* [WORK INSTRUCTIONS] Among the records below, find each line that includes the string "white" and copy it.

* [PROVIDED RECORDS]
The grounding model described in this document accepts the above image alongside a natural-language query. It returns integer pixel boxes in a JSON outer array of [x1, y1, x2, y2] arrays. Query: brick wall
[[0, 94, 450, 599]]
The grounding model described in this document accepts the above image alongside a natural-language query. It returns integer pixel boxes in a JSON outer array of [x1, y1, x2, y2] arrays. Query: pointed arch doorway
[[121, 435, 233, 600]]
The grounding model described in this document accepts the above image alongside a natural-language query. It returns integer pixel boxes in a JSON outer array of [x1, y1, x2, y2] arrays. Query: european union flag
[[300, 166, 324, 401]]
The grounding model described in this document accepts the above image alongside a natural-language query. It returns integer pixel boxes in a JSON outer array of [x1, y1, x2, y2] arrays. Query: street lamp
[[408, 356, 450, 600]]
...
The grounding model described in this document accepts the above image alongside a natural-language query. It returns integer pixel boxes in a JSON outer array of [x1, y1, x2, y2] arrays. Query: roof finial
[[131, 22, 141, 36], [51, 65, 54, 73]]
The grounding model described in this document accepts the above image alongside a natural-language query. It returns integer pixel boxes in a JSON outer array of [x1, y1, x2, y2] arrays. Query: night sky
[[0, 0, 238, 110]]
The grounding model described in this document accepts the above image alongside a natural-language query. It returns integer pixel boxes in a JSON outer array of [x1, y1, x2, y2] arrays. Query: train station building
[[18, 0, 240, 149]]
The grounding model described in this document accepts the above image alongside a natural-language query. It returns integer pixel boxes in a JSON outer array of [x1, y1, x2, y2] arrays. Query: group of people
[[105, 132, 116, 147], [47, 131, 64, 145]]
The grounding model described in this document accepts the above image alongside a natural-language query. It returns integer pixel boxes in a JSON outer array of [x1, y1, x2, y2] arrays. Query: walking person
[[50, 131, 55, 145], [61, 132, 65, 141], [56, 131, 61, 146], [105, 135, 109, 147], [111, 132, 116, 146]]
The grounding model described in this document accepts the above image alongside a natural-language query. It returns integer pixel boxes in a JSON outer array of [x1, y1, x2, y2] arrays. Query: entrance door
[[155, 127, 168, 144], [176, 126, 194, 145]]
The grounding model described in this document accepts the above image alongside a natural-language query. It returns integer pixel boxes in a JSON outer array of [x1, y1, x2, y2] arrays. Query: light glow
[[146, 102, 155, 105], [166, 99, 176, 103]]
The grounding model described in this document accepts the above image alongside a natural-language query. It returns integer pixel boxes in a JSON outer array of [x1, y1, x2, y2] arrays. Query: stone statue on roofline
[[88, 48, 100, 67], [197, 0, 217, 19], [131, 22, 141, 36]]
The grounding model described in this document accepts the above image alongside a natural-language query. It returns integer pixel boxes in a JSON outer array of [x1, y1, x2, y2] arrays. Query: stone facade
* * *
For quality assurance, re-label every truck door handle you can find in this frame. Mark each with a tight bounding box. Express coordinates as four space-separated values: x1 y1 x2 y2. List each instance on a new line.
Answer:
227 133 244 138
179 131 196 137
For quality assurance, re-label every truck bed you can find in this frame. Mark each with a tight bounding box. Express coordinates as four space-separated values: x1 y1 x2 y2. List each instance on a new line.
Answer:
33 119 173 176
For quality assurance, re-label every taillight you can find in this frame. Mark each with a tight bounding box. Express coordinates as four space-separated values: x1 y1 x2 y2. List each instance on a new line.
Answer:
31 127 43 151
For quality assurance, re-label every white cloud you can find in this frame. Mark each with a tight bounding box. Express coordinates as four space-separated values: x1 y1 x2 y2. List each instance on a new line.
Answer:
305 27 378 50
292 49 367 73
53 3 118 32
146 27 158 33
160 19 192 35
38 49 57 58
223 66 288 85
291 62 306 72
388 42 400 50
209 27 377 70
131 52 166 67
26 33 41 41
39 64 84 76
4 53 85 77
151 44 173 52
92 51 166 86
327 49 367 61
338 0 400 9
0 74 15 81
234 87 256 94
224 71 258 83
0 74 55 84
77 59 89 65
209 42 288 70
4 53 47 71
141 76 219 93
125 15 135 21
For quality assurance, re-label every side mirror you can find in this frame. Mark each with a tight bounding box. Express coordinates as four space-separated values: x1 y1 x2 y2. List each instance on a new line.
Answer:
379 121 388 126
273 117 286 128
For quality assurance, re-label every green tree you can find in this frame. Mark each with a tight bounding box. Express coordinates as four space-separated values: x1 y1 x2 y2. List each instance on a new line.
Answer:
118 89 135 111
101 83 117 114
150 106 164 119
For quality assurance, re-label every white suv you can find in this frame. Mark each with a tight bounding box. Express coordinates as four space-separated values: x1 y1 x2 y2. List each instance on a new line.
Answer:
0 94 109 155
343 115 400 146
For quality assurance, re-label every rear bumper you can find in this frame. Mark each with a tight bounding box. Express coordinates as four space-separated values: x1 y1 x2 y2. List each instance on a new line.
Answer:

* [RESPONSE BELOW]
For quality assurance, re-label every white cloud you can find in this frame. Mark each with a tight bounding box. Express coordinates as four space-separated values: x1 y1 x2 y2. List each instance on a new line.
For quality assurance, re-label every white suv you can find in this frame. Mark each with a tight bounding box. Express coordinates as four space-separated values: x1 y1 x2 y2. List each instance on a new line.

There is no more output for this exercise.